Posted by Mark Sinclair, 13 July 2010, 10:47    Permalink    Comments (14)

Positioning itself as an alternative to the London Design Festival, the Anti-Design Festival comes to east London on 18 September. Initiated by Neville Brody, it's aim is to promote work that challenges perceived stereotypes of contemporary design. And the organisers want your contributions for an exhibition...

The festival's raison d'être is the support of work that is "uncommercial, dangerous and anti-establishment" and to form part of an exhibition the organisers are looking for submissions. Selected artwork will be displayed in a group show alongside pieces by designers and artists including Jonathan Barnbrook, Stuart Semple and Stefan Sagmeister.

◆ DATA ENTRIES ◆
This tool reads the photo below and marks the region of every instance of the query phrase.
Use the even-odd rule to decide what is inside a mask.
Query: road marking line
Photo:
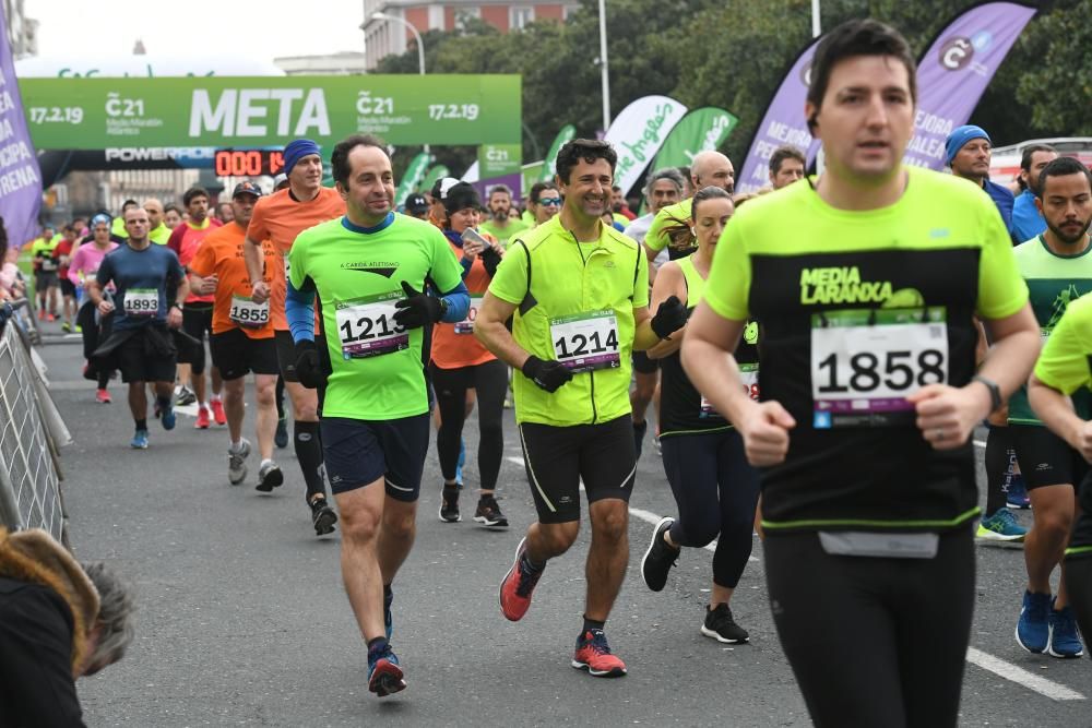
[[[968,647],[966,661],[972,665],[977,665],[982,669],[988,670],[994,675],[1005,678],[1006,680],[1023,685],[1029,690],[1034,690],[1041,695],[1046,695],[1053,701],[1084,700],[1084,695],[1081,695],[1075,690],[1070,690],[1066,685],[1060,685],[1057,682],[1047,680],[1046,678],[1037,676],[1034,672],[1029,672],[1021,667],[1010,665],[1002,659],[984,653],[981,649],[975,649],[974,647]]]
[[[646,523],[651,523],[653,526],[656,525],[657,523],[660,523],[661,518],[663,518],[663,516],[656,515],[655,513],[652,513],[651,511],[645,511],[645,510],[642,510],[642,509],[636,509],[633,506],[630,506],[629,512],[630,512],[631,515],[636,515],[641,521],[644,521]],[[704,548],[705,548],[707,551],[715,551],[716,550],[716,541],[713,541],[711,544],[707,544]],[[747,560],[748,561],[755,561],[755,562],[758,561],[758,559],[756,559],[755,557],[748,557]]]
==
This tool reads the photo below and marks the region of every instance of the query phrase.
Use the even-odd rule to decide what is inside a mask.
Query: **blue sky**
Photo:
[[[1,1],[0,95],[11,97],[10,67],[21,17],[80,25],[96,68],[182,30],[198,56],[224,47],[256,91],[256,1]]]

◆ TO-DO LIST ◆
• 1. According to the Anti-Design Festival post, why are the organizers looking for submissions? Answer in one to three sentences.
• 2. Reproduce the passage from the Anti-Design Festival post starting at "The festival's raison" and ending at "and Stefan Sagmeister.".
You won't need the records for any of this.

◆ SOLUTIONS TO EACH TASK ◆
• 1. They want submissions to form part of an exhibition. Selected artwork will be shown in a group show alongside pieces by designers and artists including Jonathan Barnbrook, Stuart Semple and Stefan Sagmeister.

• 2.
The festival's raison d'être is the support of work that is "uncommercial, dangerous and anti-establishment" and to form part of an exhibition the organisers are looking for submissions. Selected artwork will be displayed in a group show alongside pieces by designers and artists including Jonathan Barnbrook, Stuart Semple and Stefan Sagmeister.